Records from a data collection
+ + + +
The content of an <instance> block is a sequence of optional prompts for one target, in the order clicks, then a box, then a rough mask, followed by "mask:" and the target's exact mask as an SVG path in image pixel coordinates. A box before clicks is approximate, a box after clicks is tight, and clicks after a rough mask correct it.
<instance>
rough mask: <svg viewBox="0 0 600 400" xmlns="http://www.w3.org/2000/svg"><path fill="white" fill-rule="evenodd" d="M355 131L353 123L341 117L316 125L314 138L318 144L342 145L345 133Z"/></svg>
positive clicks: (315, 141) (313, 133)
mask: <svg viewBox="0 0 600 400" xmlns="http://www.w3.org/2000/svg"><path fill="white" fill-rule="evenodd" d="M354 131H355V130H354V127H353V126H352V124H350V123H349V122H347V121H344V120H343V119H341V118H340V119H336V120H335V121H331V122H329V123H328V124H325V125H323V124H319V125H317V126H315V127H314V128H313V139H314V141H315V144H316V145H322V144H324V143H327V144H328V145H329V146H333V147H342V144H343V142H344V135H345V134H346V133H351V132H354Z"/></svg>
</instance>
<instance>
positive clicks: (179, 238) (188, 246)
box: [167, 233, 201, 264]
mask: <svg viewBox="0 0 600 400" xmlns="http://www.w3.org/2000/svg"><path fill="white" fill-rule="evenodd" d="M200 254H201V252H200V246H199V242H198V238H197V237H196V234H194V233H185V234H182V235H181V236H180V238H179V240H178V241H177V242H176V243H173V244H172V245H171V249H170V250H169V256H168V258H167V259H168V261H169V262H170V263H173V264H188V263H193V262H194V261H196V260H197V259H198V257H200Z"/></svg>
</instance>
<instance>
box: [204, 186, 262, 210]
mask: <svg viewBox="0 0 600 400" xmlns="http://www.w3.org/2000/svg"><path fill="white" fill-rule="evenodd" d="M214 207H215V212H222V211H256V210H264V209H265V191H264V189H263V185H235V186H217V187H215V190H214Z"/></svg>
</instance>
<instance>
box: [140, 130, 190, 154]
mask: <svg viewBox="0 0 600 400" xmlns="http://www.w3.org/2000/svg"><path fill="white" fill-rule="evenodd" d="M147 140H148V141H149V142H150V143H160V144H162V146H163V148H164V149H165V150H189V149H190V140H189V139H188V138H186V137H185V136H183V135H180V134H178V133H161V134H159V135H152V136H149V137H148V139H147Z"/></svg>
+ + + +
# Problem
Turn the lines above into a JSON list of strings with one string per line, skipping any blank lines.

# Completed exercise
[
  "The content of an <instance> block is a sequence of optional prompts for one target, in the order clicks, then a box, then a rough mask, followed by \"mask:\" and the target's exact mask as an SVG path in image pixel coordinates. A box before clicks is approximate, a box after clicks is tight, and clicks after a rough mask correct it.",
  "<instance>",
  "rough mask: <svg viewBox=\"0 0 600 400\" xmlns=\"http://www.w3.org/2000/svg\"><path fill=\"white\" fill-rule=\"evenodd\" d=\"M355 131L353 123L341 117L316 125L314 138L318 144L342 145L345 133Z\"/></svg>",
  "positive clicks: (315, 141) (313, 133)",
  "mask: <svg viewBox=\"0 0 600 400\" xmlns=\"http://www.w3.org/2000/svg\"><path fill=\"white\" fill-rule=\"evenodd\" d=\"M354 131H355V130H354V127H353V126H352V124H350V123H349V122H347V121H344V120H343V119H341V118H340V119H336V120H335V121H331V122H329V123H328V124H325V125H323V124H319V125H317V126H315V127H314V128H313V139H314V141H315V144H316V145H322V144H324V143H327V144H328V145H329V146H333V147H342V144H343V142H344V135H345V134H346V133H351V132H354Z\"/></svg>",
  "</instance>",
  "<instance>",
  "positive clicks: (179, 238) (188, 246)",
  "box: [167, 233, 201, 264]",
  "mask: <svg viewBox=\"0 0 600 400\" xmlns=\"http://www.w3.org/2000/svg\"><path fill=\"white\" fill-rule=\"evenodd\" d=\"M200 254H201V252H200V246H199V242H198V238H197V237H196V234H194V233H185V234H182V235H181V236H180V238H179V240H178V241H177V242H176V243H173V244H172V245H171V249H170V250H169V256H168V258H167V259H168V261H169V262H170V263H173V264H188V263H193V262H194V261H196V260H197V259H198V257H200Z\"/></svg>",
  "</instance>",
  "<instance>",
  "box: [204, 186, 262, 210]",
  "mask: <svg viewBox=\"0 0 600 400\" xmlns=\"http://www.w3.org/2000/svg\"><path fill=\"white\" fill-rule=\"evenodd\" d=\"M214 207H215V212H222V211H256V210H264V209H265V191H264V189H263V185H235V186H217V187H215V190H214Z\"/></svg>",
  "</instance>",
  "<instance>",
  "box: [140, 130, 190, 154]",
  "mask: <svg viewBox=\"0 0 600 400\" xmlns=\"http://www.w3.org/2000/svg\"><path fill=\"white\" fill-rule=\"evenodd\" d=\"M147 140H148V141H149V142H150V143H160V144H162V146H163V148H164V149H165V150H189V149H190V140H189V139H188V138H186V137H185V136H183V135H180V134H178V133H161V134H159V135H152V136H149V137H148V139H147Z\"/></svg>"
]